FRAGMENTO DE TEXTO:
········

Sin embargo, pocas cosas llegan a trascender más que las que hacen música. El artista libera una canción, lo mismo como parte de la presión de la disquera que lo hace publicar álbumes cada dos años, que como el que canta en el bar la composición que ideó una noche de despecho. El artista canta la canción, pero en ese momento deja de pertenecerle. Se convierte en parte del mundo, y se condena a rodar y rodar, como esa piedra en el camino que suele enseñar lo que significa el destino.

Las personas logran trascender en muchas maneras, pero quienes hacen música trascienden de una manera distinta, multitudinaria, religiosa y simultánea. Se convierten en parte de la vida de miles de personas, y sus canciones se plasman en las experiencias y en los sentimientos de quienes las escuchan en momentos específicos de sus vidas.

Así estás, en el concierto de tu cantante o banda favorita, sintiendo cada una de las notas y cantando todas las estrofas. Es la canción que escuchaste cuando te enamoraste por primera vez. Es la que escuchaste cuando se murió tu mejor amigo. Es la que escuchabas cuando hacías el amor. Es la que te acompañó en aquel viaje que decidiste hacer por tu propia cuenta y sin acompañantes. Ahí está, como parte de tu soundtrack personal, como un tatuaje involuntario plasmado con una tinta indeleble.

········

Extracto del conjunto de datos:

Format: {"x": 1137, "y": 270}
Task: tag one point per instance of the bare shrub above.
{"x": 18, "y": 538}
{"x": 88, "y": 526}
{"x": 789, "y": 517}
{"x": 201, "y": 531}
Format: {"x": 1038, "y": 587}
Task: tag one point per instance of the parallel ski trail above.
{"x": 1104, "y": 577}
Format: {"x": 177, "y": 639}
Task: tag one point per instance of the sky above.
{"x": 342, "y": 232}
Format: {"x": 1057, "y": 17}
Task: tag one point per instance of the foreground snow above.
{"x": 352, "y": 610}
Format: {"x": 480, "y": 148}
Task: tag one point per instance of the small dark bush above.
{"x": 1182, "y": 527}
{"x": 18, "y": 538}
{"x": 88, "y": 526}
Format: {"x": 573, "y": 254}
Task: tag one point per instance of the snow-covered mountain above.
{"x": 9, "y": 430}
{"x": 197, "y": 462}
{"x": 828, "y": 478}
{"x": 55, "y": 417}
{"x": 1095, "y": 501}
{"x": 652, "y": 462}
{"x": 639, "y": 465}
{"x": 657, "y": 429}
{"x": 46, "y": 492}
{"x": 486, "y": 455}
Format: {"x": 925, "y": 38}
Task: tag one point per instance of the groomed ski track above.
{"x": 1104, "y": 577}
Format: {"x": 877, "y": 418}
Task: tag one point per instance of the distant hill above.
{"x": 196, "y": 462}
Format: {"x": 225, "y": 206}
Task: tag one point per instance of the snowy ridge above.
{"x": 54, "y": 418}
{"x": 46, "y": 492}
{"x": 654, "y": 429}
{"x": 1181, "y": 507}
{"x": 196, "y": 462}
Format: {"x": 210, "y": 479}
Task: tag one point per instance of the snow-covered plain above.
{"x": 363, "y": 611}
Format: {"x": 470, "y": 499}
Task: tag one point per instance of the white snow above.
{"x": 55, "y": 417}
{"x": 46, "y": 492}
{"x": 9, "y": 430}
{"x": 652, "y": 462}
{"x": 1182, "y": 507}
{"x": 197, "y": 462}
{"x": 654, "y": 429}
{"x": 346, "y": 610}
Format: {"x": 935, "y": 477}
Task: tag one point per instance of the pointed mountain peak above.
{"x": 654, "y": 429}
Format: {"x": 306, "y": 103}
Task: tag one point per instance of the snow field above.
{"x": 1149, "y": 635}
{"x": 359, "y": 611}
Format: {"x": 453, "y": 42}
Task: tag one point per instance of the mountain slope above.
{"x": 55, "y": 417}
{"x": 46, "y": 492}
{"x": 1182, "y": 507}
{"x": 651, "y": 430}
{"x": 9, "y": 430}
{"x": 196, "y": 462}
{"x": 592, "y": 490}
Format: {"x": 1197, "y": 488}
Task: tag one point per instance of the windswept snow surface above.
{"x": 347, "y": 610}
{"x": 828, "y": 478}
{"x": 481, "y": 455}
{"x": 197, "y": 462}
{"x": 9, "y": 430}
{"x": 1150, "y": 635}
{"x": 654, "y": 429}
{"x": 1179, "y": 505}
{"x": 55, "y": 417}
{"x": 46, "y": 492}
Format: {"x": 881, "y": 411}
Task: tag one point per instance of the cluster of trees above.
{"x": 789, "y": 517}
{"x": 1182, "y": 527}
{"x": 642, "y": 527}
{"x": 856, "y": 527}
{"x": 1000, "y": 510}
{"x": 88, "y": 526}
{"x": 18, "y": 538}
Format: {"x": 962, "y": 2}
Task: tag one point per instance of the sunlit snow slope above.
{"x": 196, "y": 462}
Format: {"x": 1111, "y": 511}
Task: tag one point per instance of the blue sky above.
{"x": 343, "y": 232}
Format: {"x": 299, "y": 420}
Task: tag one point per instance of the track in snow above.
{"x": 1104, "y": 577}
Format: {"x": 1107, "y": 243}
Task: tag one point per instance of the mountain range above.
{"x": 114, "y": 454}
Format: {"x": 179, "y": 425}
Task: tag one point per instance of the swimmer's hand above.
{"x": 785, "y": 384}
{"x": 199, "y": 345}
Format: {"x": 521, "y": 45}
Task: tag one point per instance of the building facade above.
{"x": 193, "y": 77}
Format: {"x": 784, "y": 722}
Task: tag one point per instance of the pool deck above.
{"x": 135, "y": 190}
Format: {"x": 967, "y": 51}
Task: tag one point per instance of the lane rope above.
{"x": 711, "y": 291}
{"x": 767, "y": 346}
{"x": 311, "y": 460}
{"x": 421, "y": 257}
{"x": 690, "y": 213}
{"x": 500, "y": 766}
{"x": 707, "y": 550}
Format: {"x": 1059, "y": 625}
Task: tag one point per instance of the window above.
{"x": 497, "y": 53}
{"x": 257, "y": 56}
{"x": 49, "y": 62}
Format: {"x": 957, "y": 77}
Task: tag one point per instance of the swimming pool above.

········

INSTRUCCIONES DE TRABAJO: ¿Puedes retomar el texto sobre cómo trascienden quienes hacen música y continuarlo justo después de su última oración?

RESPUESTA DEL EJERCICIO:
Y al escuchar a todas las personas cantar, en su lengua materna o en la adquirida, al brincar al unísono al ritmo de la batería y los bajos, al notar bajo tus pies el sismo provocado por las masas al bailar, o al sentir los sonidos de los instrumentos en armonía, reflexionas que sí, que no hay manera más íntima de trascender que con la música.

La banda llega al clímax de tu canción favorita, el cantante se entrega para transmitir su voz, las grandes bocinas amplifican los acordes que mueven tus fibras nerviosas, y sientes que las lágrimas se agolpan en tus ojos y resbalan por tu rostro mientras de forma inconsciente te entregas al momento, te liberas de todo lo que ocurre alrededor, y sientes que en ese preciso momento podrías caer muerto sin que te importara nada más.

No eres el único. A tu alrededor, decenas o cientos de personas están recordando su primer beso, sus momentos tristes, sus alegrías, y la música los conecta. Todos son un mismo ente, convulso y entrelazado en el recinto que los congrega, en el ritual del trascender colectivo y anónimo que sólo es posible por obra de la música.